## [Reading text]
As always, the business press offers a more honest account of the real questions faced in this war. “Executives of US oil companies are conferring with officials at the White House, the Department of Defense and the State Department to figure out how to best jump-start Iraq’s oil industry following a war,” Thaddeus Herrick reports in the Wall Street Journal. “With oil reserves second only to Saudi Arabia’s, Iraq would offer the oil industry enormous opportunity should a war topple Saddam Hussein,” an opportunity that will likely go, incidentally, to “oil services firms such as Halliburton Co., where Vice-President Dick Cheney formerly served as Chief Executive for what could be as much as $1.5 billion in contracts.” But in case anyone might get the wrong idea, Larry Goldstein, “president of the Petroleum Industry Research Foundation in New York”, an industry lobby group, dismisses any misconceptions: “If we go to war, it’s not about oil,” he explains. “But the day the war ends, it has everything to do with oil.” (“U.S. Oil Wants to work in Iraq,” WSJ, January 16 2003).

## [Information provided]
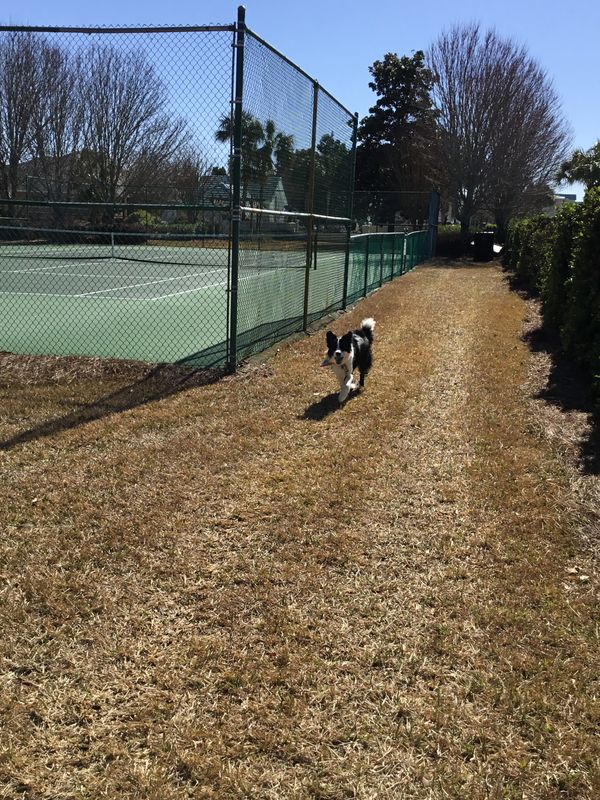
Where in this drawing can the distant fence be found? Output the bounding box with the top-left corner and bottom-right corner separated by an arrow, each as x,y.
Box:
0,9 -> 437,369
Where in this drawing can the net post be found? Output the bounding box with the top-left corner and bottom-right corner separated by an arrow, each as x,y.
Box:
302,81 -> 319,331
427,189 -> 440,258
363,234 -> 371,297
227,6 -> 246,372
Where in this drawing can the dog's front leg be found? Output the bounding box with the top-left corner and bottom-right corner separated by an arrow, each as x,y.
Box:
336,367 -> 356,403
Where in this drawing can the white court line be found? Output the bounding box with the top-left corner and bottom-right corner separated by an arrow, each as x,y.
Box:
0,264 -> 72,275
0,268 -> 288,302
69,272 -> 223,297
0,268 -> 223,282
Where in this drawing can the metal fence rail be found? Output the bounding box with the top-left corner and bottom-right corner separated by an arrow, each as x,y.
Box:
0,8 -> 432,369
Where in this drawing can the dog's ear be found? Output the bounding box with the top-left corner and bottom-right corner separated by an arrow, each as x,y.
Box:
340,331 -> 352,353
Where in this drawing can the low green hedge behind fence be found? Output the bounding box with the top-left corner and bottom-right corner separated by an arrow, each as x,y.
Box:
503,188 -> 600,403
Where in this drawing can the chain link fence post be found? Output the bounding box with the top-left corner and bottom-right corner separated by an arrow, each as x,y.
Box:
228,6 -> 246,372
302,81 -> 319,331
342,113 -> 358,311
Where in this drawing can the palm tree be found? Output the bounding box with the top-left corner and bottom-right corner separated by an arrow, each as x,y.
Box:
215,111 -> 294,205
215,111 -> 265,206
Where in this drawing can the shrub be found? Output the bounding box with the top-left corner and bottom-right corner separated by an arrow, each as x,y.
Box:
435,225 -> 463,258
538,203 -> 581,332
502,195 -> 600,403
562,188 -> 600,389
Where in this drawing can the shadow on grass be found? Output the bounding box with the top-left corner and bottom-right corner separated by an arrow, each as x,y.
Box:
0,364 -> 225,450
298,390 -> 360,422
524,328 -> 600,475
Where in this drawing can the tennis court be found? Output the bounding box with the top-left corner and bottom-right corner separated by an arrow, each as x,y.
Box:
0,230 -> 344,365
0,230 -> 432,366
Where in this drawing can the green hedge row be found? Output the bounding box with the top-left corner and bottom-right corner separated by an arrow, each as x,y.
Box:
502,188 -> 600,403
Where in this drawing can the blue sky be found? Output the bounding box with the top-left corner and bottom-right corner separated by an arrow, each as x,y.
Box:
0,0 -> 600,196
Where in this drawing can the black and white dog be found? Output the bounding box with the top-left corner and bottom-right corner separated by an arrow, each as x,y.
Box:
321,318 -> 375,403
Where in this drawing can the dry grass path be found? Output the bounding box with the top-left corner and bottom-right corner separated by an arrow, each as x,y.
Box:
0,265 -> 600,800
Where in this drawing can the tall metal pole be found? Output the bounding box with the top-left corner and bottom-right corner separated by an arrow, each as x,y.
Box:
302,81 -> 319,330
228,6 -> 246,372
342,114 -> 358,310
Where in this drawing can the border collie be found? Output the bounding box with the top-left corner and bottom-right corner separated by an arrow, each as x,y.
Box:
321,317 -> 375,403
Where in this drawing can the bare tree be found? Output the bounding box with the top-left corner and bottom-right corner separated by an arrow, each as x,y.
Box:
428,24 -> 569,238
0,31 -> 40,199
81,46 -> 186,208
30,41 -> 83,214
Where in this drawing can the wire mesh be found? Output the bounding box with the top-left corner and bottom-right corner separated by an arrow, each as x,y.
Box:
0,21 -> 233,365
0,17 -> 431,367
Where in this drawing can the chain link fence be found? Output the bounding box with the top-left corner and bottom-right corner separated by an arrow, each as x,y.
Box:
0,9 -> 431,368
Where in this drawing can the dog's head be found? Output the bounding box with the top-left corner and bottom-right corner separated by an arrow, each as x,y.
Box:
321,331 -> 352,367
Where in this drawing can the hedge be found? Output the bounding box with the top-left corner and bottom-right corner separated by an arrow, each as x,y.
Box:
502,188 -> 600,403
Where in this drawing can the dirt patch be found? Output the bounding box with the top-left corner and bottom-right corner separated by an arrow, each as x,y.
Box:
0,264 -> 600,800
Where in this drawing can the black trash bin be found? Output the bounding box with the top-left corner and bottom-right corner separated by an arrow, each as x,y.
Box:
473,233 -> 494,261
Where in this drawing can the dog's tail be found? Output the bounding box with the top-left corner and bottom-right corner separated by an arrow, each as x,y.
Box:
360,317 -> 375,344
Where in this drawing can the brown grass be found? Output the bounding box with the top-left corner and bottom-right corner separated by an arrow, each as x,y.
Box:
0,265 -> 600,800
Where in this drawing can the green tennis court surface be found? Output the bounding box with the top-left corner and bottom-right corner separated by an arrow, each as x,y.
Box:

## [Goal of the exercise]
Copy out the passage about US oil companies and the war in Iraq in full, word for word.

## [Output below]
As always, the business press offers a more honest account of the real questions faced in this war. “Executives of US oil companies are conferring with officials at the White House, the Department of Defense and the State Department to figure out how to best jump-start Iraq’s oil industry following a war,” Thaddeus Herrick reports in the Wall Street Journal. “With oil reserves second only to Saudi Arabia’s, Iraq would offer the oil industry enormous opportunity should a war topple Saddam Hussein,” an opportunity that will likely go, incidentally, to “oil services firms such as Halliburton Co., where Vice-President Dick Cheney formerly served as Chief Executive for what could be as much as $1.5 billion in contracts.” But in case anyone might get the wrong idea, Larry Goldstein, “president of the Petroleum Industry Research Foundation in New York”, an industry lobby group, dismisses any misconceptions: “If we go to war, it’s not about oil,” he explains. “But the day the war ends, it has everything to do with oil.” (“U.S. Oil Wants to work in Iraq,” WSJ, January 16 2003).